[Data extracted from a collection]
-- Opening Marker --

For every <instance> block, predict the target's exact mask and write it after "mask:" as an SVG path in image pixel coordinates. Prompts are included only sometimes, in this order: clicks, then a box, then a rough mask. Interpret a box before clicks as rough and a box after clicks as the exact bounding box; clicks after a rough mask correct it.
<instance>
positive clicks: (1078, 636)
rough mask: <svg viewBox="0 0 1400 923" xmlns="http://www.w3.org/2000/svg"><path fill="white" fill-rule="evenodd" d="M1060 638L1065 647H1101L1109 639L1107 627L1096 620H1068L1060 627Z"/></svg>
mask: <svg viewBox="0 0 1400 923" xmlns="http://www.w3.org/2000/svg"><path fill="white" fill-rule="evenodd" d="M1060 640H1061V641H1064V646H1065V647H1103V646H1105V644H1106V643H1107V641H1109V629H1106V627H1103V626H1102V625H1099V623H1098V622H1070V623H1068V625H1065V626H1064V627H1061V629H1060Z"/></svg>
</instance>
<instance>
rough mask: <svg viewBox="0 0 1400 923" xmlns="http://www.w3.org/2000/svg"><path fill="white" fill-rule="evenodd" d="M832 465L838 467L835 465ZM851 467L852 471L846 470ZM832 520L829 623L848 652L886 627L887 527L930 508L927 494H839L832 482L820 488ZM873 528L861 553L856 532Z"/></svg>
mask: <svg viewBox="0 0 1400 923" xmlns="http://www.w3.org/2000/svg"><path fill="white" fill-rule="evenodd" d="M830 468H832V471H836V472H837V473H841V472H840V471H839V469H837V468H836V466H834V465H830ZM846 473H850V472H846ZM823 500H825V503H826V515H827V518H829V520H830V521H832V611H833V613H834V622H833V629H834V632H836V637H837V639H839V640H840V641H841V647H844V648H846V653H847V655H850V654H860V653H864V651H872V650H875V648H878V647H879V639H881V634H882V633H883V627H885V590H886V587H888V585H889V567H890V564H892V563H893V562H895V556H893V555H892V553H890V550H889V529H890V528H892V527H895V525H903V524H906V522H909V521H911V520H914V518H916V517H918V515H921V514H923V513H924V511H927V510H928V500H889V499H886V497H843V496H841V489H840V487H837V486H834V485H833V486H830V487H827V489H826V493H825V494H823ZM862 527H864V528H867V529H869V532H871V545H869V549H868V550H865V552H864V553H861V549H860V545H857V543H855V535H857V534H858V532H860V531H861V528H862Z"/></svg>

-- Closing Marker --

> _WHAT IS REQUIRED_: Restate the records exactly. Leave nothing out.

> _WRITTEN SOLUTION_:
For every <instance> block, predict the target's exact mask and write it after "mask:" as an SVG path in image pixel coordinates. Prompts are included only sometimes, in this order: clicks, then a box, then a rough mask. Interpret a box before clicks as rough and a box after clicks as the exact bounding box; clicks after a rough mask correct it.
<instance>
positive clicks: (1078, 636)
rough mask: <svg viewBox="0 0 1400 923" xmlns="http://www.w3.org/2000/svg"><path fill="white" fill-rule="evenodd" d="M1060 638L1065 647H1101L1109 639L1107 627L1096 620H1068L1060 627Z"/></svg>
mask: <svg viewBox="0 0 1400 923" xmlns="http://www.w3.org/2000/svg"><path fill="white" fill-rule="evenodd" d="M1060 640H1061V641H1064V646H1065V647H1103V646H1105V644H1106V643H1107V641H1109V629H1106V627H1103V626H1102V625H1099V623H1098V622H1070V623H1068V625H1065V626H1064V627H1061V629H1060Z"/></svg>
</instance>
<instance>
rough mask: <svg viewBox="0 0 1400 923" xmlns="http://www.w3.org/2000/svg"><path fill="white" fill-rule="evenodd" d="M832 465L838 467L835 465ZM851 467L852 471L846 470ZM832 520L829 623L848 652L886 627L887 527L930 508L927 494H839L832 482L820 488ZM873 528L861 553L856 532Z"/></svg>
mask: <svg viewBox="0 0 1400 923" xmlns="http://www.w3.org/2000/svg"><path fill="white" fill-rule="evenodd" d="M830 468H832V471H836V472H837V473H841V472H840V471H839V469H837V468H836V466H834V465H830ZM846 473H850V472H846ZM823 500H825V503H826V515H827V518H829V520H830V521H832V611H833V613H834V622H833V629H834V632H836V637H837V639H839V640H840V641H841V647H844V648H846V653H847V655H850V654H860V653H864V651H872V650H875V648H878V647H879V639H881V634H882V633H883V627H885V590H886V587H888V585H889V567H890V564H892V563H893V562H895V556H893V555H892V553H890V550H889V529H890V528H892V527H895V525H903V524H906V522H909V521H911V520H914V518H916V517H918V515H921V514H923V513H924V511H927V510H928V500H889V499H886V497H843V496H841V489H840V487H837V486H834V485H833V486H830V487H827V489H826V493H825V494H823ZM862 527H864V528H867V529H869V532H871V545H869V549H868V550H865V552H864V553H861V549H860V545H857V543H855V535H857V534H858V532H860V531H861V528H862Z"/></svg>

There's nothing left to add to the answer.